Task to carry out.
Each entry should be transcribed exactly as written, and any picture left out.

Task material.
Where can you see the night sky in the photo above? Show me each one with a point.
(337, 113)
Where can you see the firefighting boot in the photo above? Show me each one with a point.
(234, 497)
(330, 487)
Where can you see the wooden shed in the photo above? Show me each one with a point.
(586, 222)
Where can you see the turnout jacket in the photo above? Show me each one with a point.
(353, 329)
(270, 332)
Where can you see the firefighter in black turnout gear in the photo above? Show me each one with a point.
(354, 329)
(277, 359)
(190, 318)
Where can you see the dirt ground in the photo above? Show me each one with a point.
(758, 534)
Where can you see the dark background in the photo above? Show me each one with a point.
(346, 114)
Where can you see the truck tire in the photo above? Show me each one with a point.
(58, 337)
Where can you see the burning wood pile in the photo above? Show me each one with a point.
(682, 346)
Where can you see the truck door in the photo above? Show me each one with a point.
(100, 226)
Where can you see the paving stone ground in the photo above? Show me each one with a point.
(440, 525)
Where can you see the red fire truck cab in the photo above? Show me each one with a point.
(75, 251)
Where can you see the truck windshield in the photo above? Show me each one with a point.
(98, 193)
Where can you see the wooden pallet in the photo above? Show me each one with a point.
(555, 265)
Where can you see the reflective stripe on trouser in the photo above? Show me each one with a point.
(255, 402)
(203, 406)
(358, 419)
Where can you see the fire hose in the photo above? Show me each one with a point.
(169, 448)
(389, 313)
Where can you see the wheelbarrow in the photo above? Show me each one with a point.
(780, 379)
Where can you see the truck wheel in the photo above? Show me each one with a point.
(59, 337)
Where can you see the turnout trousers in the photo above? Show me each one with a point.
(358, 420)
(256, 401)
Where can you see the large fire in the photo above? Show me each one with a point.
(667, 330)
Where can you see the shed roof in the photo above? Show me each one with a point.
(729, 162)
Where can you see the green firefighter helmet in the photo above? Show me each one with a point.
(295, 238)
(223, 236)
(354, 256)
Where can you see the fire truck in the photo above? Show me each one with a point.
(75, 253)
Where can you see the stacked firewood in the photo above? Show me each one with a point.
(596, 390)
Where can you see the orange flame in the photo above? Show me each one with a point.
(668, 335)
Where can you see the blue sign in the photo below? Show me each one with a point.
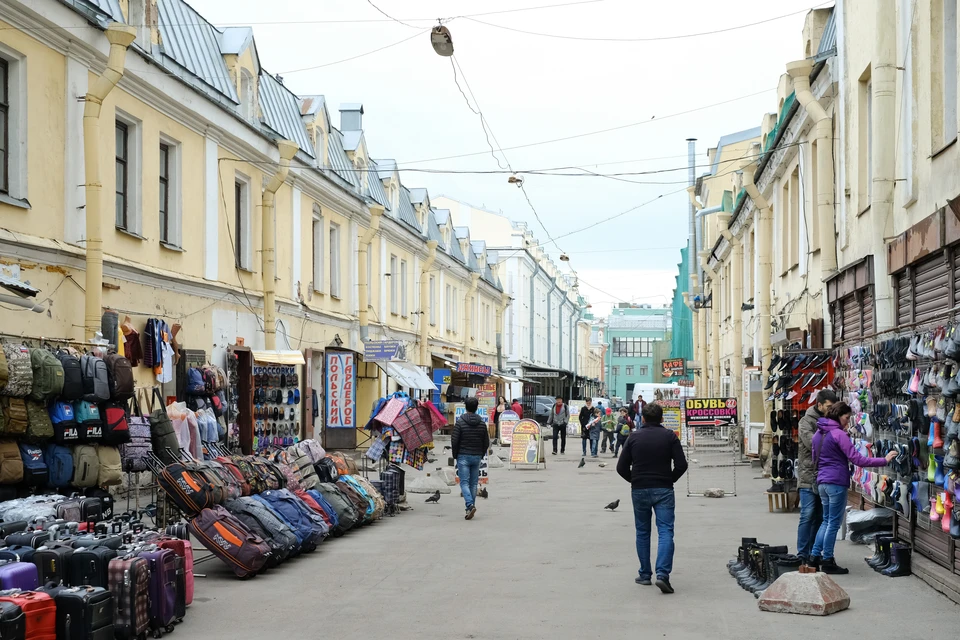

Exercise answer.
Where can you see the night sky in the photo above? Show me each one with a point.
(337, 113)
Where can you see the firefighting boot in the photo above? Show me each one with a point.
(234, 497)
(330, 487)
Where can you see the wooden shed in the photo above? Show me each one with a point.
(586, 222)
Where can you see the turnout jacket in the photo above? Show me each one with a point.
(353, 329)
(270, 332)
Where can you see the firefighter in black turnout gear in the photo above? Show me each one with a point.
(354, 329)
(277, 359)
(190, 318)
Where can you see the dirt ground in the photo above? Show me each one with a point.
(758, 534)
Where can you see the dark background in the photo above? Show me each one with a point.
(346, 114)
Where can you see the truck tire in the photo above? Show me each one with a point.
(58, 337)
Where can you see the burning wood pile in the photo above? Show me each one with a point.
(682, 346)
Where can you see the truck door in the photo above? Show me each one with a point.
(100, 226)
Where can you see the paving stone ground in the photo above? Show me each one with a point.
(440, 525)
Where can you see the red fire truck cab in the photo above? Show me each one with a point.
(75, 251)
Where can you see the truck windshield in the photo above? Show me each one with a point.
(98, 193)
Where can you see the wooden pallet in the photo above? Show me each one with a point.
(555, 265)
Where can you see the reflective stripe on trouser in the photo above? Show me each one with a point.
(255, 402)
(203, 406)
(358, 419)
Where can you see the fire hose in the photo above? Show me each one with a point.
(169, 448)
(389, 313)
Where can you see the wheelbarrow in the photo above? Show me each one with a point.
(780, 379)
Where can you see the truck wheel in the photo above? Show me each one with a point.
(59, 337)
Where can you see the turnout trousers in the photo above? Show me each one with a point.
(358, 420)
(256, 401)
Where can you see the large fire in the photo above? Show me each one with a point.
(667, 330)
Where can you see the shed roof in the photo above? Show me each one with a point.
(729, 162)
Where can you see the green firefighter helmet in the photo above? Show me each one with a point.
(295, 238)
(223, 236)
(354, 256)
Where can you see the fire truck in the photo above? Show me each one with a point.
(75, 253)
Where can you see the stacked firewood in the photo above? Show me each one with a point.
(596, 390)
Where can you see the orange flame in the photo above? Show me each one with a point.
(668, 335)
Where can you see the blue sign in the photo below? Show me each one with a point.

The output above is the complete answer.